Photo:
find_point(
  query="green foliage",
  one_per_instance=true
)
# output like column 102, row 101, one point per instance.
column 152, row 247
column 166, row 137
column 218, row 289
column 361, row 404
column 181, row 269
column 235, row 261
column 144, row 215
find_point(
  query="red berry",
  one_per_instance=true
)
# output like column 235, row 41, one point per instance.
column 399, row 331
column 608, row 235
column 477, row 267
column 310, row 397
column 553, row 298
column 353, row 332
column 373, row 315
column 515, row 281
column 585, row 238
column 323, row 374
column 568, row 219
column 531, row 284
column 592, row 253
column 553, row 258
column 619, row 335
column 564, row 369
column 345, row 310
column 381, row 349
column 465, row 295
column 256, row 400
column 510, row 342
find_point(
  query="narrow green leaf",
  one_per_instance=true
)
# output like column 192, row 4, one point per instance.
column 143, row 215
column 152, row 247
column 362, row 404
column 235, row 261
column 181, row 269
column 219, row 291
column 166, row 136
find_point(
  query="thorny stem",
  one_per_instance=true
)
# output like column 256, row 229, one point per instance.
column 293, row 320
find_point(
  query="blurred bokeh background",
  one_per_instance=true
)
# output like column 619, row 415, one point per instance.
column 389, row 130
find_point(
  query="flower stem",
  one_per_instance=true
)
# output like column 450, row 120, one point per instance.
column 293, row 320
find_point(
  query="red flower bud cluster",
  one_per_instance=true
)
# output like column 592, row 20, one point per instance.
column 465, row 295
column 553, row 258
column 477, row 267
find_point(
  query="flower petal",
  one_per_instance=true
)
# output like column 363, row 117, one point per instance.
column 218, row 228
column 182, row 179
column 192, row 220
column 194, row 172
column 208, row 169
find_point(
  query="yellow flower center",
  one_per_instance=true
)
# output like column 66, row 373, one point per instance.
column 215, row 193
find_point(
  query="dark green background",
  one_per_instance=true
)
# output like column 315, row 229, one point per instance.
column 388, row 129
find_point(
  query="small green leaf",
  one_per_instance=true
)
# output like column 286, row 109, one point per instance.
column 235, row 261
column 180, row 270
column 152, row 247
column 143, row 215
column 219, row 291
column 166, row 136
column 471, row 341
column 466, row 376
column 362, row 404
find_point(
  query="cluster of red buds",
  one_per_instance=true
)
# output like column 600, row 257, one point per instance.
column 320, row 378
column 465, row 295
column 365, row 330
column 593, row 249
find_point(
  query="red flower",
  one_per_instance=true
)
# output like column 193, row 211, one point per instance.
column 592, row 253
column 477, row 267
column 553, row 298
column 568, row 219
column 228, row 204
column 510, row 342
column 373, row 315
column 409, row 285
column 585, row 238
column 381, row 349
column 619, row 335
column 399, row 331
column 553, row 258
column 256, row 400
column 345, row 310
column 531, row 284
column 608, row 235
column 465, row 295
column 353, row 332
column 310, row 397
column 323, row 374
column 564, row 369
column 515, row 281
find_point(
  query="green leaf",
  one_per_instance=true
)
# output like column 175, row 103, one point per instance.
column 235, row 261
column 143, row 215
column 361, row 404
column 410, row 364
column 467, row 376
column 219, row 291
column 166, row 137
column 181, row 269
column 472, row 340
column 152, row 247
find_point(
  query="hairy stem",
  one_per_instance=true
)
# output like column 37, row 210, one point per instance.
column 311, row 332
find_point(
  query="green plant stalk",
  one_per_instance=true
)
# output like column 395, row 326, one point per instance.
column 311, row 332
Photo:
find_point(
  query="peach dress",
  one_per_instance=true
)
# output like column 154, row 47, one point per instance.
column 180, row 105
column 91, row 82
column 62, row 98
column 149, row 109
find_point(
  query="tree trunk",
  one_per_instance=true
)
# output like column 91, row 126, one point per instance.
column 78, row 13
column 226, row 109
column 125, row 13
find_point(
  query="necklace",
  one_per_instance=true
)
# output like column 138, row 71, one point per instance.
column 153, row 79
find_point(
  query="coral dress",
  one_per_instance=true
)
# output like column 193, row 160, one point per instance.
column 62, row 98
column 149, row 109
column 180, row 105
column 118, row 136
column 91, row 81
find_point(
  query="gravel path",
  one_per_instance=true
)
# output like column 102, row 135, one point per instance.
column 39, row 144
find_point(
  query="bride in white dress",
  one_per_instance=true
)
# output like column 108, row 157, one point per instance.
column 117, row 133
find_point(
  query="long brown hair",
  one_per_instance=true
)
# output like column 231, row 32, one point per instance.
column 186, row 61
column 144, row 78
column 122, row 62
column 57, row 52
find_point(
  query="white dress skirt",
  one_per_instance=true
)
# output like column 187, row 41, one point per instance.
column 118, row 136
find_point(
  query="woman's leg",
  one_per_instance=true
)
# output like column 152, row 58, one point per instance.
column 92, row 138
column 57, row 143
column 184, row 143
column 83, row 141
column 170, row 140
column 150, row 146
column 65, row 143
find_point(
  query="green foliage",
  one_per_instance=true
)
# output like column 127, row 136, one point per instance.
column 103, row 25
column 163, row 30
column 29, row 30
———
■ **WHAT TO DO**
Word for word, quote all of the data above.

■ **EXPECTED ANSWER**
Photo:
find_point(
  query="green foliage",
  one_per_instance=true
)
# output like column 102, row 101, one point per instance.
column 152, row 247
column 166, row 137
column 218, row 289
column 361, row 404
column 181, row 269
column 235, row 261
column 144, row 215
find_point(
  query="red berry",
  one_per_instance=true
)
# output like column 235, row 41, one point per instance.
column 399, row 331
column 608, row 235
column 477, row 267
column 310, row 397
column 553, row 298
column 353, row 332
column 373, row 315
column 515, row 281
column 585, row 238
column 323, row 374
column 568, row 219
column 531, row 284
column 592, row 253
column 553, row 258
column 619, row 335
column 564, row 369
column 345, row 310
column 381, row 349
column 465, row 295
column 256, row 400
column 510, row 342
find_point(
  query="narrow green leaf",
  one_per_instance=true
)
# output like column 192, row 4, one point per instance.
column 143, row 215
column 152, row 247
column 362, row 404
column 235, row 261
column 181, row 269
column 219, row 291
column 166, row 136
find_point(
  query="thorny stem",
  one_per_instance=true
)
# output like column 256, row 229, one point per instance.
column 293, row 320
find_point(
  query="blurred bokeh background",
  one_per_instance=true
)
# output like column 619, row 415, one point per instance.
column 389, row 130
find_point(
  query="flower stem",
  one_per_instance=true
)
# output like column 450, row 120, one point per instance.
column 293, row 320
find_point(
  query="red flower bud cluster",
  one_per_instance=true
)
# output like column 592, row 20, one point per instance.
column 465, row 295
column 553, row 258
column 477, row 267
find_point(
  query="flower petal",
  one_per_instance=true
)
# output like column 363, row 117, one point per instance.
column 218, row 228
column 182, row 179
column 192, row 220
column 194, row 172
column 208, row 169
find_point(
  query="yellow flower center",
  one_per_instance=true
)
# output like column 66, row 373, one point per instance.
column 215, row 193
find_point(
  query="dark green background",
  one_per_instance=true
)
# output like column 315, row 229, one point per instance.
column 388, row 129
find_point(
  query="small green leaf",
  one_per_instance=true
)
# output like column 286, row 109, one point per instance.
column 235, row 261
column 180, row 270
column 152, row 247
column 143, row 215
column 219, row 291
column 166, row 136
column 471, row 341
column 466, row 376
column 362, row 404
find_point(
  query="cluster of red buds",
  one_per_instance=true
)
# output like column 600, row 257, one point per instance.
column 320, row 378
column 465, row 295
column 365, row 330
column 593, row 249
find_point(
  query="red flower",
  one_per_instance=true
)
# output like column 193, row 211, one point per instance.
column 592, row 253
column 477, row 267
column 553, row 298
column 568, row 219
column 228, row 204
column 510, row 342
column 373, row 315
column 409, row 285
column 585, row 238
column 381, row 349
column 619, row 335
column 399, row 331
column 553, row 258
column 256, row 400
column 345, row 310
column 531, row 284
column 608, row 235
column 465, row 295
column 353, row 332
column 310, row 397
column 323, row 374
column 564, row 369
column 515, row 281
find_point(
  query="green leaf",
  one_per_instance=true
)
# output like column 175, row 103, one point per instance.
column 235, row 261
column 143, row 215
column 361, row 404
column 410, row 364
column 467, row 376
column 219, row 291
column 166, row 137
column 181, row 269
column 472, row 340
column 152, row 247
find_point(
  query="hairy stem",
  one_per_instance=true
)
# output like column 37, row 210, one point per instance.
column 311, row 332
find_point(
  query="green plant stalk",
  one_per_instance=true
)
# output like column 395, row 326, one point per instance.
column 311, row 332
Photo:
find_point(
  query="peach dress",
  one_per_instance=true
)
# output like column 154, row 47, one point per instance.
column 180, row 105
column 91, row 82
column 62, row 98
column 149, row 109
find_point(
  query="tree trunk",
  one_per_instance=true
)
# output like column 91, row 126, one point per instance.
column 78, row 13
column 226, row 109
column 125, row 13
find_point(
  query="necklace",
  one_per_instance=true
)
# output like column 138, row 71, one point per instance.
column 153, row 79
find_point(
  query="coral dress",
  one_per_instance=true
)
# output like column 193, row 160, one point per instance.
column 62, row 98
column 149, row 109
column 180, row 105
column 118, row 136
column 91, row 81
find_point(
  query="gravel path",
  one_per_instance=true
)
# output like column 102, row 135, one point per instance.
column 39, row 144
find_point(
  query="bride in white dress",
  one_per_instance=true
)
# output like column 108, row 157, one point per instance.
column 117, row 133
find_point(
  query="long brown hair",
  one_per_instance=true
)
# output like column 231, row 32, one point per instance.
column 186, row 61
column 144, row 78
column 122, row 62
column 57, row 52
find_point(
  query="white dress skirt",
  one_per_instance=true
)
# output like column 187, row 41, one point per instance.
column 118, row 136
find_point(
  query="woman's leg",
  one_per_instance=true
)
# output like column 152, row 58, one point per instance.
column 92, row 138
column 57, row 143
column 184, row 143
column 83, row 141
column 170, row 140
column 150, row 146
column 65, row 143
find_point(
  query="green foliage",
  one_per_instance=true
)
# output like column 127, row 136, one point per instance.
column 103, row 25
column 163, row 30
column 29, row 30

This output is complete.